*ФРАГМЕНТ ДОКУМЕНТА*
----
Фильм вызвал стильные эмоции

Три поколения журналистов “МК” неоднозначно оценили тодоровских “Стиляг”

С момента выхода на экраны картины Валерия Тодоровского “Стиляги” прошло больше месяца, а разговоры о ней не утихают до сих пор. Почему — рассуждают три журналиста “МК”, представители трех поколений: “внуков”, “детей” и современников.

Никита Карцев: “Как объяснить появление такой пошлости?”

Искренне радуясь за несомненный успех Тодоровского, я попытаюсь разобраться, не поторопились ли те из зрителей, кто назвал “Стиляг” лучшим современным российским фильмом.

Ни к поколению стиляг, ни к их детям я не отношусь. Я, если угодно, — внук стиляг. Моя молодость как началась, так и продолжается в условиях свободы самовыражения. За те 50 лет, что прошли с момента окончания действия в фильме, кучку энтузиастов в разноцветных пиджаках заменила невообразимо пестрая толпа. Кто-то предпочитает брить головы и обуваться в “гриндера”, кто-то — носить черное с розовым, кто-то — яркие лосины и узкие джинсы, кто-то — широкие штаны и кепки задом наперед. Такого разнообразия в России не было никогда. Сейчас это ничего не стоит, точнее, стоит — но вполне конкретных денег, которые можно как заработать, так и беспрепятственно потратить. Стиляги — это совсем другое. И мне было крайне интересно узнать, как в условиях тотальной серости людям хватало смелости выделяться. И чего им это стоило.
----
*Записи из коллекции*
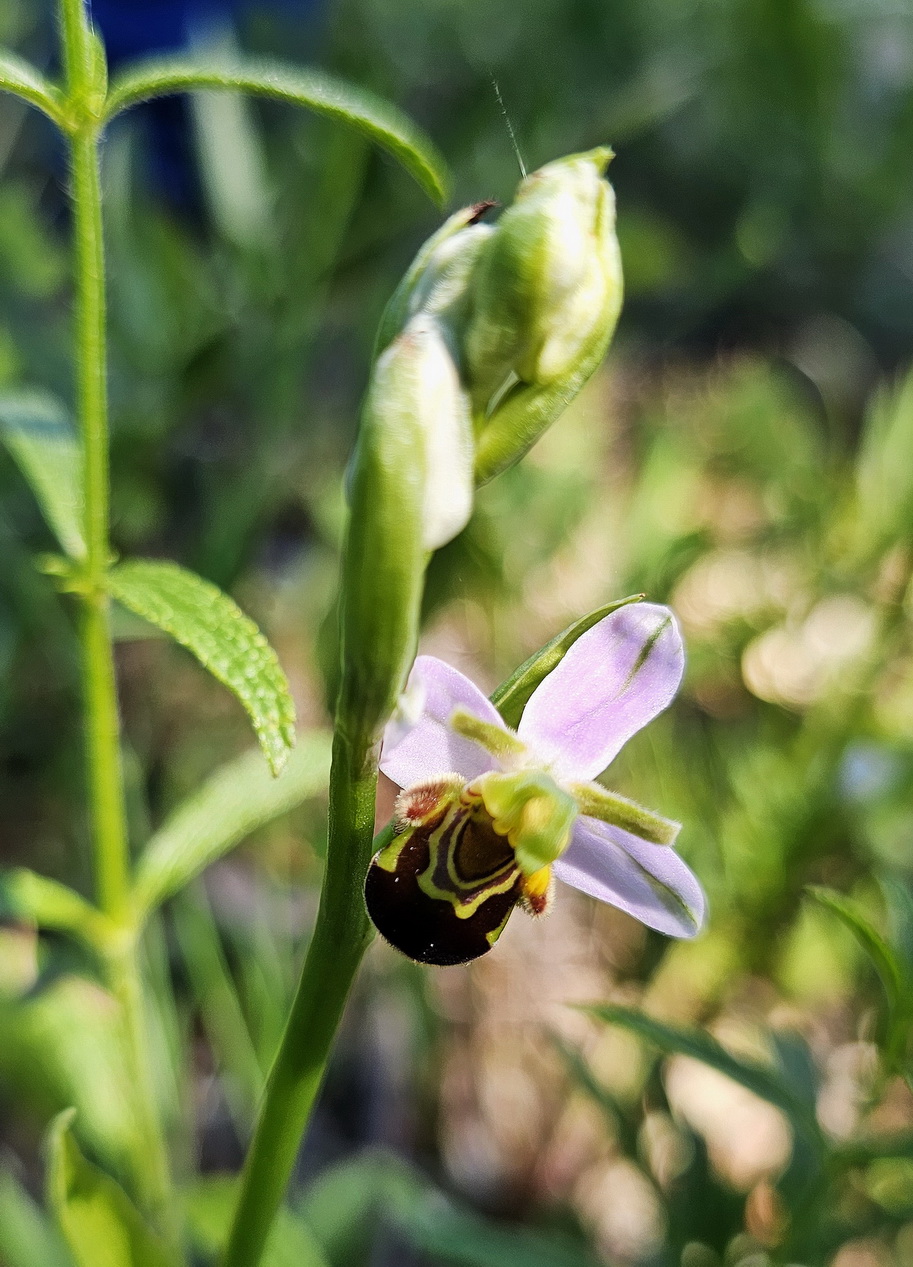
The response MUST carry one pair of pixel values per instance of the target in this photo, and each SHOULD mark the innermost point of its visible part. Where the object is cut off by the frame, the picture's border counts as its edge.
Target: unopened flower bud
(547, 293)
(438, 279)
(550, 281)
----
*ЗАДАНИЕ A*
Изложите фрагмент статьи о фильме «Стиляги» в двух предложениях.
*ЗАДАНИЕ B*
Воспроизведите дословно отрывок из статьи о фильме «Стиляги» между словами «Ни к поколению» и «им это стоило.» включительно.

*РЕЗУЛЬТАТ ВЫПОЛНЕНИЯ A*
Больше чем через месяц после выхода фильма Валерия Тодоровского «Стиляги» о нем рассуждают три журналиста «МК», представители трех поколений. Никита Карцев, называющий себя внуком стиляг, хочет понять, не поторопились ли зрители, назвавшие картину лучшим современным российским фильмом, и узнать, как в условиях тотальной серости людям хватало смелости выделяться.

*РЕЗУЛЬТАТ ВЫПОЛНЕНИЯ B*
Ни к поколению стиляг, ни к их детям я не отношусь. Я, если угодно, — внук стиляг. Моя молодость как началась, так и продолжается в условиях свободы самовыражения. За те 50 лет, что прошли с момента окончания действия в фильме, кучку энтузиастов в разноцветных пиджаках заменила невообразимо пестрая толпа. Кто-то предпочитает брить головы и обуваться в “гриндера”, кто-то — носить черное с розовым, кто-то — яркие лосины и узкие джинсы, кто-то — широкие штаны и кепки задом наперед. Такого разнообразия в России не было никогда. Сейчас это ничего не стоит, точнее, стоит — но вполне конкретных денег, которые можно как заработать, так и беспрепятственно потратить. Стиляги — это совсем другое. И мне было крайне интересно узнать, как в условиях тотальной серости людям хватало смелости выделяться. И чего им это стоило.